--- Exercise task A ---
Please lay out the records as a JSON list of strings, one string per line, starting at the line containing "the green hillside" and running through the end of the records, both ends included and blank lines skipped. Leave the pictures out.

--- Text segment ---
+-------+

The specific procedures were as follows.
[0103]
First, a DCB test specimen having a notch and a hole as illustrated in Figure
2 in
the rolling direction (longitudinal direction) and a wedge having a thickness
of 2.92 mm
as illustrated in Figure 3 were extracted from a center portion in the
thickness direction
of each test material. Next, the test specimen that was in a state in which
the wedge was
driven into the aforementioned notch was enclosed in an autoclave, and
thereafter
Solution A (5% NaCl + 0.5% CH3COOH aqueous solution; concentration is mass%)
defined by NACE TM0177-2005 was degassed and injected into the autoclave.
Next,
hydrogen sulfide gas at 1 atm was blown into the autoclave to agitate the
aforementioned
liquid phase, and the hydrogen sulfide gas was saturated in the liquid phase.
The
autoclave was held for 336 hours at 24 C while agitating the liquid phase, and
thereafter
the gas was replaced with nitrogen gas and the test specimens were taken out.

+-------+

--- Supplied material ---
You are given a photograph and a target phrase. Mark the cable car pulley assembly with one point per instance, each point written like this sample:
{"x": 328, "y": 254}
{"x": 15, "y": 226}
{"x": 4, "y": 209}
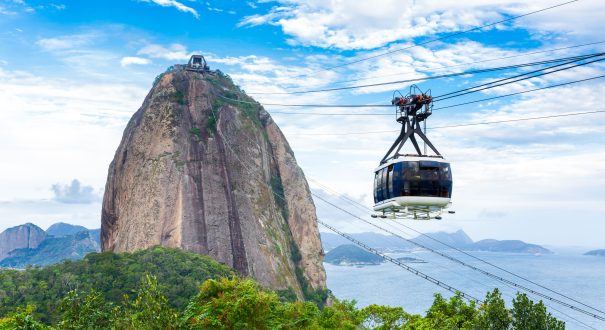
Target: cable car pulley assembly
{"x": 412, "y": 186}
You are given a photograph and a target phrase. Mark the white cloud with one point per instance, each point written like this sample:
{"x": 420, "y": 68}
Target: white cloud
{"x": 65, "y": 42}
{"x": 129, "y": 60}
{"x": 368, "y": 25}
{"x": 59, "y": 129}
{"x": 178, "y": 5}
{"x": 175, "y": 52}
{"x": 74, "y": 193}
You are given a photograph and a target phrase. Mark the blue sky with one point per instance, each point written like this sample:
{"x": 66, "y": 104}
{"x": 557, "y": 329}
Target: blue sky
{"x": 73, "y": 72}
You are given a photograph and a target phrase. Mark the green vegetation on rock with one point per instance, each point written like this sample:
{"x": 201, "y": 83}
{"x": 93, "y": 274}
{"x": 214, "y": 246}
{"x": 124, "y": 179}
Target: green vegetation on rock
{"x": 113, "y": 275}
{"x": 234, "y": 303}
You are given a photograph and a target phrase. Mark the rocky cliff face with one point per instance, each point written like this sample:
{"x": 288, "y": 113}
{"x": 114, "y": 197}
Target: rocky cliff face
{"x": 198, "y": 171}
{"x": 20, "y": 237}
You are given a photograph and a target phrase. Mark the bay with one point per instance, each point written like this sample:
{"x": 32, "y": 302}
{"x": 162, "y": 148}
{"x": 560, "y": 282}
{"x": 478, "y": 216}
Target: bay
{"x": 577, "y": 276}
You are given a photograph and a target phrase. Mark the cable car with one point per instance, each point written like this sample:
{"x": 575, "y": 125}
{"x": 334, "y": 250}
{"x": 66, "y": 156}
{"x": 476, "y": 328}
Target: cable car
{"x": 412, "y": 186}
{"x": 197, "y": 63}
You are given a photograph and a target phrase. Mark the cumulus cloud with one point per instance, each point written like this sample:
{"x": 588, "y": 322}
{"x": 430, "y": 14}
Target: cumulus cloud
{"x": 174, "y": 52}
{"x": 63, "y": 43}
{"x": 372, "y": 24}
{"x": 74, "y": 193}
{"x": 129, "y": 60}
{"x": 178, "y": 5}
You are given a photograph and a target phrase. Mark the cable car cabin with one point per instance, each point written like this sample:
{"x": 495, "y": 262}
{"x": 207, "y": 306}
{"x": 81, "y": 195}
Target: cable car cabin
{"x": 417, "y": 187}
{"x": 197, "y": 63}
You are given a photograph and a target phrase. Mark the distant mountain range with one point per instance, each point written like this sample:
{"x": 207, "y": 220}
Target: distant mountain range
{"x": 28, "y": 244}
{"x": 598, "y": 253}
{"x": 458, "y": 239}
{"x": 350, "y": 254}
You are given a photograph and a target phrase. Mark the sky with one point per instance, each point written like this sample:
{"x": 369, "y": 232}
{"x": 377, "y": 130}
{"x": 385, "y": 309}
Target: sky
{"x": 72, "y": 73}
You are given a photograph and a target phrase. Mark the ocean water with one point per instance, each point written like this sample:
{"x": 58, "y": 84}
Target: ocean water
{"x": 575, "y": 275}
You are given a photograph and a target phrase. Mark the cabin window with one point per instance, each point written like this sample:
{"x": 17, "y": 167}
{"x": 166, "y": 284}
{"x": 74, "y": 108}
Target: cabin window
{"x": 390, "y": 182}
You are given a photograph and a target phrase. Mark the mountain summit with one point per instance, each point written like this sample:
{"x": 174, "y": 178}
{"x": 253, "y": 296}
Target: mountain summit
{"x": 199, "y": 171}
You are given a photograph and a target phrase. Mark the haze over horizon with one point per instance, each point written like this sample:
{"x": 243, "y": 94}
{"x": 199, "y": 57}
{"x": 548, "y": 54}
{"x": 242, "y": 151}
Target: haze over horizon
{"x": 72, "y": 74}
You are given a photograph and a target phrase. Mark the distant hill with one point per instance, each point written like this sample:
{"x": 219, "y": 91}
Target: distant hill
{"x": 61, "y": 229}
{"x": 458, "y": 239}
{"x": 514, "y": 246}
{"x": 379, "y": 241}
{"x": 351, "y": 255}
{"x": 599, "y": 253}
{"x": 29, "y": 245}
{"x": 20, "y": 237}
{"x": 53, "y": 250}
{"x": 179, "y": 274}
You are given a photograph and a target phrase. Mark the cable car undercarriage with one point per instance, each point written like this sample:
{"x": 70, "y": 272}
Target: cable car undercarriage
{"x": 412, "y": 186}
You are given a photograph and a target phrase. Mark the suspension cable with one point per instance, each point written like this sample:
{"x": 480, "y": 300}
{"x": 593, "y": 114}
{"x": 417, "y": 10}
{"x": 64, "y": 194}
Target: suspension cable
{"x": 486, "y": 273}
{"x": 465, "y": 125}
{"x": 401, "y": 264}
{"x": 392, "y": 260}
{"x": 441, "y": 68}
{"x": 365, "y": 208}
{"x": 436, "y": 39}
{"x": 389, "y": 105}
{"x": 449, "y": 75}
{"x": 405, "y": 266}
{"x": 506, "y": 81}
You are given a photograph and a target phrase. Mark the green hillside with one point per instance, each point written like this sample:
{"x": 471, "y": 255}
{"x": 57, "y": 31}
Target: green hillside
{"x": 163, "y": 288}
{"x": 178, "y": 273}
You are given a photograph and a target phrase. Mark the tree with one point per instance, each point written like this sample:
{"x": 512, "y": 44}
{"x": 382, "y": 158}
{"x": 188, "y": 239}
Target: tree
{"x": 384, "y": 317}
{"x": 530, "y": 315}
{"x": 22, "y": 319}
{"x": 493, "y": 313}
{"x": 230, "y": 303}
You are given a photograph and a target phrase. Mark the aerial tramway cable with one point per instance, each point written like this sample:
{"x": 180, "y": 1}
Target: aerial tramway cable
{"x": 506, "y": 81}
{"x": 464, "y": 125}
{"x": 436, "y": 108}
{"x": 449, "y": 75}
{"x": 422, "y": 275}
{"x": 499, "y": 278}
{"x": 370, "y": 249}
{"x": 401, "y": 264}
{"x": 441, "y": 68}
{"x": 365, "y": 209}
{"x": 436, "y": 39}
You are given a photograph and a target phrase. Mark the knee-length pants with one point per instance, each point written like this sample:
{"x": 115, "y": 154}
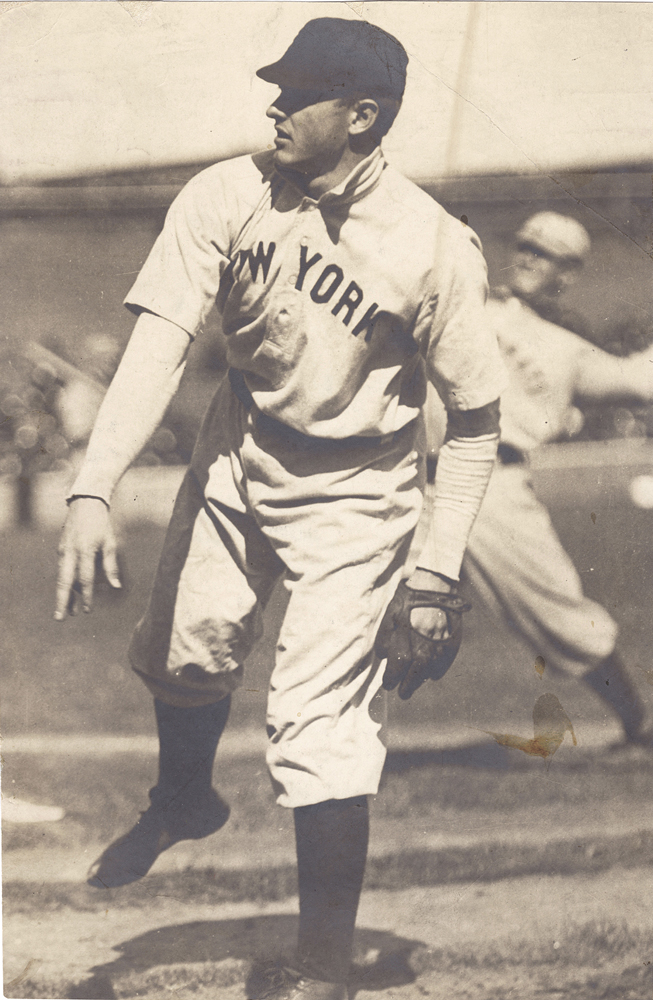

+-------+

--- Exercise task B ---
According to the DCB test procedure, why was hydrogen sulfide gas blown into the autoclave?

--- Complete response A ---
[
  "You are given a photograph and a target phrase. Mark the green hillside with one point per instance, each point written like this sample:",
  "{\"x\": 471, \"y\": 255}",
  "{\"x\": 57, \"y\": 31}",
  "Target: green hillside",
  "{\"x\": 163, \"y\": 288}",
  "{\"x\": 178, \"y\": 273}",
  "You are given a photograph and a target phrase. Mark the tree with one point per instance, each point written like this sample:",
  "{\"x\": 512, \"y\": 44}",
  "{\"x\": 382, \"y\": 158}",
  "{\"x\": 188, \"y\": 239}",
  "Target: tree",
  "{\"x\": 384, \"y\": 317}",
  "{\"x\": 530, \"y\": 315}",
  "{\"x\": 22, \"y\": 319}",
  "{\"x\": 493, \"y\": 313}",
  "{\"x\": 230, \"y\": 303}",
  "You are given a photograph and a target phrase. Mark the aerial tramway cable with one point per instance, each point written like this sample:",
  "{\"x\": 180, \"y\": 1}",
  "Target: aerial tramway cable",
  "{\"x\": 506, \"y\": 81}",
  "{\"x\": 464, \"y\": 125}",
  "{\"x\": 436, \"y\": 108}",
  "{\"x\": 449, \"y\": 75}",
  "{\"x\": 422, \"y\": 275}",
  "{\"x\": 499, \"y\": 278}",
  "{\"x\": 370, \"y\": 249}",
  "{\"x\": 401, \"y\": 264}",
  "{\"x\": 441, \"y\": 68}",
  "{\"x\": 365, \"y\": 209}",
  "{\"x\": 436, \"y\": 39}",
  "You are given a photograph and a target phrase. Mark the knee-length pants with one point per instance, each point written like this sample:",
  "{\"x\": 115, \"y\": 154}"
]

--- Complete response B ---
Hydrogen sulfide gas at 1 atm was blown into the autoclave to agitate the liquid phase. The gas then became saturated in that liquid.